### TASK:
Keep the pictures out of the copy and print all the entries below exactly.

### DATA TO USE:
--- START ---

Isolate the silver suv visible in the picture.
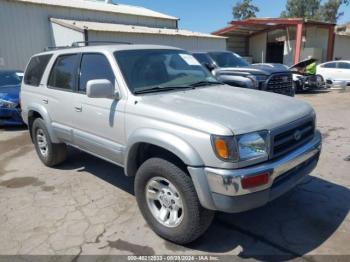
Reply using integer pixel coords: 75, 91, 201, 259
21, 44, 322, 244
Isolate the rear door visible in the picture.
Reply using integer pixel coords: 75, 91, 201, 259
45, 53, 80, 143
336, 62, 350, 81
71, 52, 125, 164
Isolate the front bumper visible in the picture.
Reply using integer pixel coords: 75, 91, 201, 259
0, 108, 24, 126
188, 130, 322, 213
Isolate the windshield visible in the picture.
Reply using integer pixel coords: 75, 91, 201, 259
208, 52, 249, 68
0, 71, 22, 87
114, 49, 217, 94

--- END ---

### RESPONSE TO THE EXERCISE:
Isolate the silver suv visible in the picture.
Reply using integer pixel coords: 75, 91, 201, 259
21, 44, 322, 244
Isolate the rear door visible in the picture.
Reply using integer pixel coords: 75, 91, 201, 259
45, 53, 80, 143
336, 62, 350, 81
71, 52, 125, 164
Isolate the front bumper visible in the picture.
Reply using integer pixel coords: 75, 91, 201, 259
0, 108, 24, 126
188, 130, 322, 213
Isolate the windshield visible in the picture.
Reply using integer pixel coords: 75, 91, 201, 259
208, 52, 249, 68
0, 71, 22, 87
114, 49, 217, 94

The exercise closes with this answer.